• [WRITTEN PROBLEM] Retype the material below line for line, with no changes.

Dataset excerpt
:::
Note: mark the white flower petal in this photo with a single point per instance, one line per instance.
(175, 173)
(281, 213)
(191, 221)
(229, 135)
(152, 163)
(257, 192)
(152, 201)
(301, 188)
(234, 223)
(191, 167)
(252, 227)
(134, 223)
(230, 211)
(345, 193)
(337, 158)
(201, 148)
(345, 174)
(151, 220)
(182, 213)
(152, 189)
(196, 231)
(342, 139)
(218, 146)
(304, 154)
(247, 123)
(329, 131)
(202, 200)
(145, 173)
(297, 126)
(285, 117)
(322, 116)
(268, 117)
:::
• [ANSWER FOR THIS EXERCISE]
Note: mark the white flower petal in this photo with a single point per instance, one line per instance.
(175, 173)
(281, 213)
(191, 221)
(229, 135)
(152, 163)
(257, 192)
(152, 201)
(301, 188)
(234, 223)
(191, 167)
(252, 227)
(134, 223)
(230, 211)
(345, 193)
(337, 158)
(201, 148)
(345, 174)
(151, 220)
(182, 213)
(152, 189)
(196, 231)
(342, 139)
(218, 146)
(304, 154)
(247, 123)
(329, 131)
(202, 200)
(145, 173)
(297, 126)
(285, 117)
(322, 116)
(268, 117)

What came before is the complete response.